Stated goal => Reproduce every one of the entries below verbatim, changing nothing.

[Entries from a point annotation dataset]
──────
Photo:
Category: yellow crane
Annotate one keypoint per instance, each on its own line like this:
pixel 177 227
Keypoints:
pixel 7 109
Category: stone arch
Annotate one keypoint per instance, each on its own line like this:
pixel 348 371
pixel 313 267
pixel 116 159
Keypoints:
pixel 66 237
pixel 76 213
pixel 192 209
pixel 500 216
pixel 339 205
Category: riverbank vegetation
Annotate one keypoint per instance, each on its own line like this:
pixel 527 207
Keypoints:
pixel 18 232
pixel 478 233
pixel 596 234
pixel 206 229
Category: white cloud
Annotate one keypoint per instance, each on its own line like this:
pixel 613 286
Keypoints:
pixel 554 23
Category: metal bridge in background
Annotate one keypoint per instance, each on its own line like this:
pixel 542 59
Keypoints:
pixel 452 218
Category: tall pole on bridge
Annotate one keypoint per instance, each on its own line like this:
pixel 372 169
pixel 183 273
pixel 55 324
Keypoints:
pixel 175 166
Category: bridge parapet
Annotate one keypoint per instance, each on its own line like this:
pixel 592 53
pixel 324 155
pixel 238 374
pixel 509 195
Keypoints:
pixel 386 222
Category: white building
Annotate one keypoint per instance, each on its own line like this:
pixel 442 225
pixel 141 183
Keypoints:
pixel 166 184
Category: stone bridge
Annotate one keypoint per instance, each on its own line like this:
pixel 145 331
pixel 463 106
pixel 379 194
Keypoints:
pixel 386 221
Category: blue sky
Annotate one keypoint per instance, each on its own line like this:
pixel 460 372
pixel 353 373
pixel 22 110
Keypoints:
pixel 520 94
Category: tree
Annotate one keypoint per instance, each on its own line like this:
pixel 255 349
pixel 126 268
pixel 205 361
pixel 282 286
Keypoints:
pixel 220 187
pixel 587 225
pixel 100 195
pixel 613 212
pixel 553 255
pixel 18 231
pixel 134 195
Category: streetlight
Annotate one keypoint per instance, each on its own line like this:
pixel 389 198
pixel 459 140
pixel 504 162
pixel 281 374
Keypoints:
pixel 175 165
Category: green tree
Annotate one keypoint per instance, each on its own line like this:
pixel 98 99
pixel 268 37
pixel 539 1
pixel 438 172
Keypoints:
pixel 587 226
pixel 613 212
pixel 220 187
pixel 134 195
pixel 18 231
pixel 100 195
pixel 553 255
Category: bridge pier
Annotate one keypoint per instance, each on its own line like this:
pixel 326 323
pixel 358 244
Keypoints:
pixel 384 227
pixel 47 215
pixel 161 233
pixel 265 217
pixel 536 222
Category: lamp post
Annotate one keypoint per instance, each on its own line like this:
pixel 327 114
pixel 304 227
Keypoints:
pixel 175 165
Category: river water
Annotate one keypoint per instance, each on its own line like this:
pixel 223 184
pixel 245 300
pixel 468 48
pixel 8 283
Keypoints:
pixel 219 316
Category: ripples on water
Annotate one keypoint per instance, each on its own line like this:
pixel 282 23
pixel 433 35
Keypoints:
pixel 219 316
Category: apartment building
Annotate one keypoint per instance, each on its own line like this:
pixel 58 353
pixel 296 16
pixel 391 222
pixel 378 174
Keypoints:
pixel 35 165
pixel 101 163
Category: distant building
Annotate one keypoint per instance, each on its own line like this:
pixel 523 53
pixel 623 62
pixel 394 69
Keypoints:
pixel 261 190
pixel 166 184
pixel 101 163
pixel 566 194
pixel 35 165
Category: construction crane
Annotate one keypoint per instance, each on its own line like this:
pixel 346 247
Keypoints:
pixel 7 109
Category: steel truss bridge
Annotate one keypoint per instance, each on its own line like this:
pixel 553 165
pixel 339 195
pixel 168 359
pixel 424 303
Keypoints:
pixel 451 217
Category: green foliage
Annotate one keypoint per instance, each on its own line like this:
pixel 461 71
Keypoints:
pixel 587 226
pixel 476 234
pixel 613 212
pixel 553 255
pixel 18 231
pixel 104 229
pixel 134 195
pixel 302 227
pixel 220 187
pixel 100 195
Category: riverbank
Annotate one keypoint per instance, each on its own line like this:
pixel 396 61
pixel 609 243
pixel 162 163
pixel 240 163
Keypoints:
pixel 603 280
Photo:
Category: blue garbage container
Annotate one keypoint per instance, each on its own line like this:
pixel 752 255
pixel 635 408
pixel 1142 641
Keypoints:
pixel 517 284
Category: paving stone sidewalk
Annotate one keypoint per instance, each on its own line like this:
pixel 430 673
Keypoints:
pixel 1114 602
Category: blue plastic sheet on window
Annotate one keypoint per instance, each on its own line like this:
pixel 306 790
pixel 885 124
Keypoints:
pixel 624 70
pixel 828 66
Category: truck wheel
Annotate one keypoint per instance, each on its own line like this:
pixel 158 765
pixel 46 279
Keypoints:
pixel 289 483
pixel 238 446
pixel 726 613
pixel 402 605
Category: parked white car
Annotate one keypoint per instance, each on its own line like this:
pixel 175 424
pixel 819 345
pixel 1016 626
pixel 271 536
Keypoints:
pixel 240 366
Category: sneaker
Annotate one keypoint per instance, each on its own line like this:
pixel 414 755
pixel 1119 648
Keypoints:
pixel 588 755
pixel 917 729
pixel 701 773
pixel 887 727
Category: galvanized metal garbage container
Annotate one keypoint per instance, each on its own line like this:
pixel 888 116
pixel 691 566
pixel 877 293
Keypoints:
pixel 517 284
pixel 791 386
──────
Response =>
Photo:
Category: yellow crane
Annotate one keypoint per instance, each on its own line like this:
pixel 177 227
Keypoints:
pixel 7 109
Category: stone arch
Annotate one keypoint per instance, each on its own line like this:
pixel 348 371
pixel 313 267
pixel 116 159
Keypoints:
pixel 66 237
pixel 76 213
pixel 192 209
pixel 500 216
pixel 339 205
Category: riverbank vegetation
Annotate one keypoint per instance, each on its own line like this:
pixel 527 207
Keypoints:
pixel 18 232
pixel 478 233
pixel 596 234
pixel 206 229
Category: white cloud
Annotate one keypoint per instance, each on its own line like this:
pixel 613 286
Keypoints:
pixel 554 23
Category: metal bridge in background
Annotate one keypoint per instance, each on its own line like this:
pixel 542 59
Keypoints:
pixel 452 218
Category: tall pole on bridge
Annotate one keypoint per instance, each on its own line like this:
pixel 372 169
pixel 183 273
pixel 55 324
Keypoints:
pixel 175 166
Category: bridge parapet
Annotate one keypoint per instance, each on its own line like this:
pixel 592 53
pixel 324 155
pixel 238 374
pixel 509 195
Keypoints:
pixel 386 222
Category: white building
Annotate one keypoint per instance, each on its own line like this:
pixel 442 225
pixel 141 183
Keypoints:
pixel 166 184
Category: stone bridge
Annotate one keypoint per instance, each on its own line like this:
pixel 145 331
pixel 463 106
pixel 379 194
Keypoints:
pixel 386 221
Category: blue sky
Annotate one keypoint per instance, each on its own line like this:
pixel 460 372
pixel 353 373
pixel 22 110
Keypoints:
pixel 520 94
Category: tree
Annotate one keypoint per instance, each on its own line like this:
pixel 255 349
pixel 126 268
pixel 205 361
pixel 282 286
Keypoints:
pixel 220 187
pixel 587 225
pixel 100 195
pixel 613 212
pixel 553 255
pixel 18 231
pixel 134 195
Category: streetlight
Annotate one keypoint per instance, each on its own line like this:
pixel 389 198
pixel 459 140
pixel 504 162
pixel 281 374
Keypoints:
pixel 175 165
Category: green tree
Annotate one keypoint per instance, each on its own line like this:
pixel 98 99
pixel 268 37
pixel 539 1
pixel 438 172
Keypoints:
pixel 587 226
pixel 613 212
pixel 220 187
pixel 134 195
pixel 18 231
pixel 100 195
pixel 553 255
Category: bridge pier
Annotate one keypoint per instance, each on its own line like this:
pixel 326 323
pixel 358 244
Keypoints:
pixel 384 227
pixel 47 215
pixel 161 233
pixel 265 217
pixel 536 222
Category: lamp post
Annotate one keypoint per instance, each on its own line like this:
pixel 327 114
pixel 304 227
Keypoints:
pixel 175 165
Category: river water
Annotate one keypoint per instance, each on its own line like this:
pixel 223 184
pixel 245 300
pixel 468 48
pixel 8 283
Keypoints:
pixel 219 316
Category: ripples on water
Annotate one keypoint per instance, each on its own line like this:
pixel 282 23
pixel 433 35
Keypoints:
pixel 219 316
Category: apartment building
Annotate one keypoint per instance, each on its own line like this:
pixel 58 353
pixel 296 16
pixel 391 222
pixel 378 174
Keypoints:
pixel 35 165
pixel 101 163
Category: distant building
Annotate one keypoint per instance, each on its own line like this:
pixel 523 53
pixel 623 62
pixel 394 69
Keypoints:
pixel 261 190
pixel 166 184
pixel 101 163
pixel 566 194
pixel 35 165
Category: construction crane
Annotate one keypoint per instance, each on its own line like this:
pixel 346 247
Keypoints:
pixel 7 109
Category: steel truss bridge
Annotate one keypoint per instance, each on its own line like this:
pixel 553 165
pixel 339 195
pixel 168 359
pixel 424 303
Keypoints:
pixel 451 217
Category: green foliage
Annotate one keypoint per instance, each on its own line like this:
pixel 461 71
Keypoints:
pixel 587 226
pixel 476 234
pixel 613 212
pixel 553 255
pixel 18 231
pixel 104 229
pixel 134 195
pixel 302 227
pixel 220 187
pixel 100 195
Category: riverbank
Annotate one keypoint per instance, each on its own line like this:
pixel 396 61
pixel 609 243
pixel 162 163
pixel 240 163
Keypoints:
pixel 603 280
Photo:
Category: blue garbage container
Annotate one keypoint per instance, each on its own line like this:
pixel 752 255
pixel 635 408
pixel 1142 641
Keypoints:
pixel 517 284
Category: paving stone sidewalk
Annotate one keypoint per instance, each on its own line like this:
pixel 430 673
Keypoints:
pixel 1114 602
Category: blue plastic sheet on window
Annotate one keypoint per instance, each on its own line like this:
pixel 306 790
pixel 885 124
Keypoints:
pixel 624 70
pixel 828 66
Category: truck wheel
Annotate one keypoint per instance, each on its own line like this:
pixel 158 765
pixel 46 279
Keypoints:
pixel 289 483
pixel 238 446
pixel 726 613
pixel 402 605
Category: parked white car
Annotate one keypoint per instance, each on its own line like this:
pixel 175 424
pixel 819 345
pixel 1016 626
pixel 271 536
Keypoints:
pixel 240 366
Category: sneaker
Annotate one keypoint per instance, each on its own line like this:
pixel 414 755
pixel 1119 648
Keypoints:
pixel 588 755
pixel 917 729
pixel 701 773
pixel 887 727
Category: galvanized metal garbage container
Annotate one keypoint per instance, each on its own line like this:
pixel 888 116
pixel 691 566
pixel 877 293
Keypoints:
pixel 517 284
pixel 791 386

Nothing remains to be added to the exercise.